--- Exercise instructions ---
Which lines in the records below contain the word "tree"? Pull out each of them.

— START Material to process —

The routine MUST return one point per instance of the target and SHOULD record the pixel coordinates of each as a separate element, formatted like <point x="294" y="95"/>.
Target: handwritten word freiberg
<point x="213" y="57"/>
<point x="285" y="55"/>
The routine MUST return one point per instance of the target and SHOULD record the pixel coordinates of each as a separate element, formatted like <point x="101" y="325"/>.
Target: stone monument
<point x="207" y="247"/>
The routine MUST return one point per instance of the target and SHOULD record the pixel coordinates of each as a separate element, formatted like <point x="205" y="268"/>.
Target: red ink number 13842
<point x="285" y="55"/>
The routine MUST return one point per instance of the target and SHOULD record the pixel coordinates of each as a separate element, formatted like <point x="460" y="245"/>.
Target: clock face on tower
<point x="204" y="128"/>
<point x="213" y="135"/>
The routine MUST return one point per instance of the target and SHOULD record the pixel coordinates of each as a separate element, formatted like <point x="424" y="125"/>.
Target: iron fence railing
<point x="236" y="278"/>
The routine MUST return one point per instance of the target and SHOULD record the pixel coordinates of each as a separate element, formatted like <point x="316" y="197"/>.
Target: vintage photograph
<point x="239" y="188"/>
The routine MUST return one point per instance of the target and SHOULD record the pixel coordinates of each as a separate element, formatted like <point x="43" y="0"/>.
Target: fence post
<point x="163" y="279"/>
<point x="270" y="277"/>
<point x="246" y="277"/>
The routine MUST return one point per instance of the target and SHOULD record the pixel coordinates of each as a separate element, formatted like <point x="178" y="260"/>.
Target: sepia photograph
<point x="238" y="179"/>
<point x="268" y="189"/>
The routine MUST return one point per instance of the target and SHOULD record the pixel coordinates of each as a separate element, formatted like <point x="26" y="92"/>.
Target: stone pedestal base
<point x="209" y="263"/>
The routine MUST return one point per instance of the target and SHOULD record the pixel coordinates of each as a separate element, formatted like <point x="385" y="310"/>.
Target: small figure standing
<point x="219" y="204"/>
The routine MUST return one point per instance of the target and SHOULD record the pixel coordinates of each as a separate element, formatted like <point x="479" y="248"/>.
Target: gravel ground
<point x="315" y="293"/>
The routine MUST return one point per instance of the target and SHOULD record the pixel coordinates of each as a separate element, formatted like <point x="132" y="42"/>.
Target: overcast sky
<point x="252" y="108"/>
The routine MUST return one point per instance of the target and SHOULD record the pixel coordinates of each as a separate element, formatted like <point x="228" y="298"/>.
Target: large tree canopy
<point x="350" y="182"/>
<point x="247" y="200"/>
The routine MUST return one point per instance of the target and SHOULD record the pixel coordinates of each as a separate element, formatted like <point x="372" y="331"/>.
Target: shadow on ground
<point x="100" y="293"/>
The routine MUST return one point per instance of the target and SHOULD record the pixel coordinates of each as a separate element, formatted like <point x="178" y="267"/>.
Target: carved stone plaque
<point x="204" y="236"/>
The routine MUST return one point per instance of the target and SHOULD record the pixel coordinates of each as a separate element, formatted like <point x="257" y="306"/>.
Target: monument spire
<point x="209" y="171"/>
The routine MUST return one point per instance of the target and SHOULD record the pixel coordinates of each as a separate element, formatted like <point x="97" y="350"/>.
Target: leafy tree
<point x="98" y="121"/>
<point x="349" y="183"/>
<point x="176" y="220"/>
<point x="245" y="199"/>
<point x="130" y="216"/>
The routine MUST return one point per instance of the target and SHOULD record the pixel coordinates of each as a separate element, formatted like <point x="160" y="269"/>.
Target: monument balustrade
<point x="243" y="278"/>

— END Material to process —
— START Material to process —

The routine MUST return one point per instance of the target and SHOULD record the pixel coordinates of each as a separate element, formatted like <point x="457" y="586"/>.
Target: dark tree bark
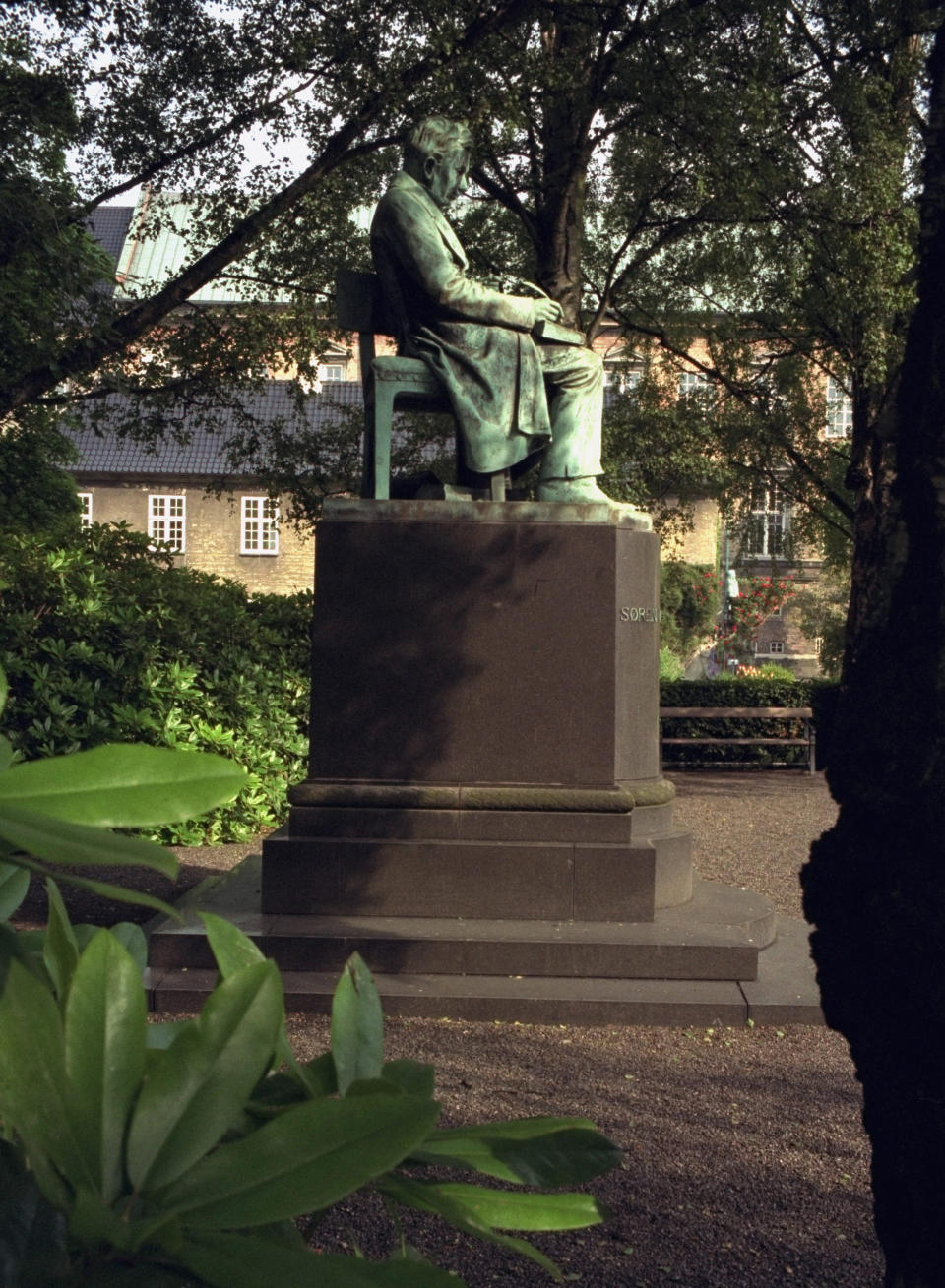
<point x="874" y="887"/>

— END Material to process —

--- Solution to the problem ---
Target: large tree canopy
Target: leafy tree
Target: dark tree bark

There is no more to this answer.